Information shown:
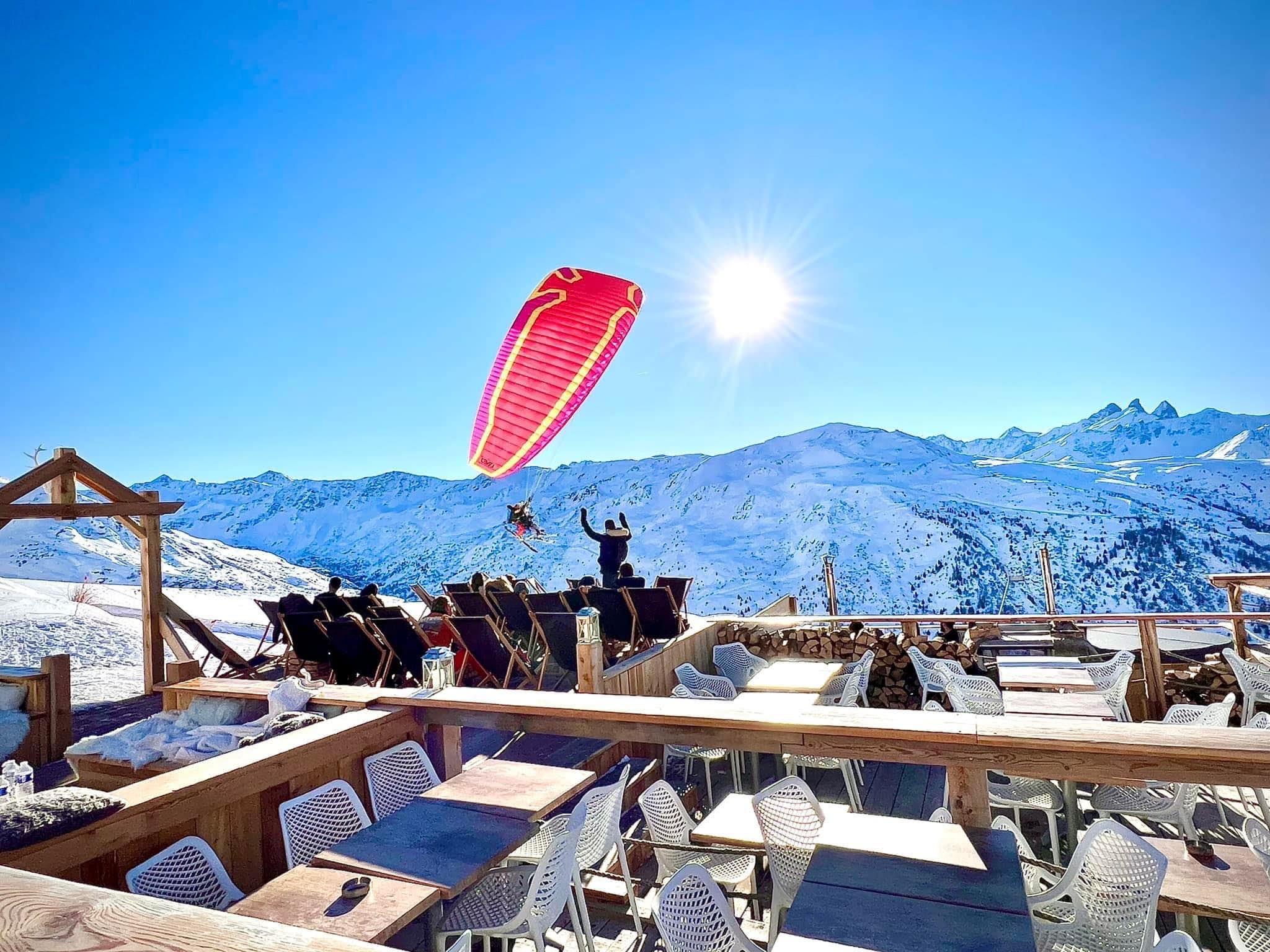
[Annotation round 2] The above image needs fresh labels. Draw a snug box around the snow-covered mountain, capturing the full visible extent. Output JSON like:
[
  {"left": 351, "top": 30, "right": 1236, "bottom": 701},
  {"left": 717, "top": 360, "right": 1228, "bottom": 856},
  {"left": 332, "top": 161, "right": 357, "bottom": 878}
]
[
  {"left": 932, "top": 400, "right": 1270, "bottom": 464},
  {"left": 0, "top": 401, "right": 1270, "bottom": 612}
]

Problem details: Count the lines in the items above that contain the string "bottom". Reply with the number alone.

Complete output: 5